SELECTED EXCERPT —
==============================

Imo it's because emulators just don't offer the same experience. For one thing, the controllers on this thing will be authentic and perfect, not some cheap knock-off. Also, every emulator I've ever used has been glitchy as hell, with sudden crashes, inconsistent frame rates, input lag, graphical and audio bugs etc (especially running the likes of Star Fox, Mario Kart and Yoshi's Island). They also tend to have universally ugly, and poorly designed UIs. I've always had to juggle between various emus to see which runs which game better. There's a lot to be said for having everything in a neat, streamlined and beautifully presented package and a smooth, polished UI experience, not to mention the aesthetic, tactile appeal of the unit itself.

Quote
The nostalgia of old games machines is always more appealing than actually playing the games.

The SNES is my most fondly remembered games machine, and I instantly want to buy this DESPITE still owning my old snes and all of the games that are on this. Besides that I have a great snes emulator on my pc with every snes game ever released.

==============================

WHAT IS ASKED —
Decide whether each statement below agrees with the comments on emulators and the SNES. Answer yes or no for each, and quote the deciding words of the text. (a) The first paragraph says emulators have run games such as Star Fox and Mario Kart without problems. (b) The final paragraph states that its writer still owns an old SNES. (c) The quoted remark holds that actually playing old games is more appealing than the nostalgia of old games machines.

==============================

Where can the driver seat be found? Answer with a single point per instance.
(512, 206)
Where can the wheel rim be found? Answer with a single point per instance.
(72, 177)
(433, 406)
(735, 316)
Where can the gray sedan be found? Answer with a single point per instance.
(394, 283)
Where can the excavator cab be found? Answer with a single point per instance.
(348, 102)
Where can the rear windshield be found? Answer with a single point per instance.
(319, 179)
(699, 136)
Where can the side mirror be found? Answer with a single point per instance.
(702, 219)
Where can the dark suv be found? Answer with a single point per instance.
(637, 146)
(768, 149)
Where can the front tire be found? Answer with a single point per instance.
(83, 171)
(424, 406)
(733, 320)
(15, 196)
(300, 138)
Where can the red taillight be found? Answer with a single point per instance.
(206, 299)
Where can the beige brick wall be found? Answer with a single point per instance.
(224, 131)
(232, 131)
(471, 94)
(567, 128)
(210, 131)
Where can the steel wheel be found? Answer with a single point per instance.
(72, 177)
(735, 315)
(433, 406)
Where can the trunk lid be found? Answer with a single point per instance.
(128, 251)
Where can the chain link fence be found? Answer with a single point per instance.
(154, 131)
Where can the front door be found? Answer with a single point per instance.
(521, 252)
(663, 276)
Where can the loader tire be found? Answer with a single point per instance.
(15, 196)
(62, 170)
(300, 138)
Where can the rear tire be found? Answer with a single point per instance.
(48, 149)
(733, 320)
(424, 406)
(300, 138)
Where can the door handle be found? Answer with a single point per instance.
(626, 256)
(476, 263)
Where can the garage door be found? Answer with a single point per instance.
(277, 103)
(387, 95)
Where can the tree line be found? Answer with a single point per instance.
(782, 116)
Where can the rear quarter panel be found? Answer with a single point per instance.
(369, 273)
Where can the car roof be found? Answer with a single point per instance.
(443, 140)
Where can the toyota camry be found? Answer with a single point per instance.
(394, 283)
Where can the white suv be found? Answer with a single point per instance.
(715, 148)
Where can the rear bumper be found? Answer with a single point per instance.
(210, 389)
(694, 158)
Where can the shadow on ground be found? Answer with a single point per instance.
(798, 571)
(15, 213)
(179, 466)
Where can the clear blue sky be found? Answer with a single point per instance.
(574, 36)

==============================

COMPLETED TASK —
(a) No: "every emulator I've ever used has been glitchy as hell, with sudden crashes, inconsistent frame rates, input lag, graphical and audio bugs etc (especially running the likes of Star Fox, Mario Kart and Yoshi's Island)."
(b) Yes: "DESPITE still owning my old snes and all of the games that are on this."
(c) No: "The nostalgia of old games machines is always more appealing than actually playing the games."